Exercise aim: Can you copy every one of the lines below verbatim?

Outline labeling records
Start
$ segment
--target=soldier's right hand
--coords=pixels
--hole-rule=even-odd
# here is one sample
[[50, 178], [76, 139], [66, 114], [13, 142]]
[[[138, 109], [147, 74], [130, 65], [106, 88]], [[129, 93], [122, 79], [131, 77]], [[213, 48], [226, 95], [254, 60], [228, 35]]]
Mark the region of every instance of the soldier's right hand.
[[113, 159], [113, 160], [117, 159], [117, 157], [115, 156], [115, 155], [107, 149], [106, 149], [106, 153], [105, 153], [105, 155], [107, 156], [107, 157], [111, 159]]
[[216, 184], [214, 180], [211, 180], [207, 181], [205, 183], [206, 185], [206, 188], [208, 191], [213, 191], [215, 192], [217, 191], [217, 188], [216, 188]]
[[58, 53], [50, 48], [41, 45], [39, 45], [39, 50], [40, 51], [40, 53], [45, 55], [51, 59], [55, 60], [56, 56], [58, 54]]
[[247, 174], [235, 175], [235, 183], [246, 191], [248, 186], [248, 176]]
End
Finished task:
$ segment
--target=soldier's right hand
--coords=pixels
--hole-rule=even-odd
# here is one sample
[[50, 178], [76, 139], [66, 114], [13, 142]]
[[[138, 109], [147, 74], [130, 65], [106, 88]], [[129, 93], [122, 79], [131, 77]], [[213, 48], [226, 95], [254, 60], [228, 35]]]
Mark the region of every instance of the soldier's right hand.
[[113, 159], [113, 160], [117, 159], [117, 157], [115, 156], [115, 155], [107, 149], [106, 149], [106, 153], [105, 153], [105, 155], [107, 156], [107, 157], [111, 159]]
[[216, 184], [214, 180], [211, 180], [207, 181], [205, 183], [206, 185], [206, 188], [208, 191], [213, 191], [215, 192], [217, 191], [217, 188], [216, 188]]
[[58, 53], [50, 48], [41, 45], [39, 45], [39, 50], [40, 51], [40, 53], [45, 55], [51, 59], [55, 60], [56, 56], [58, 54]]
[[247, 174], [235, 175], [235, 183], [246, 191], [248, 186], [248, 176]]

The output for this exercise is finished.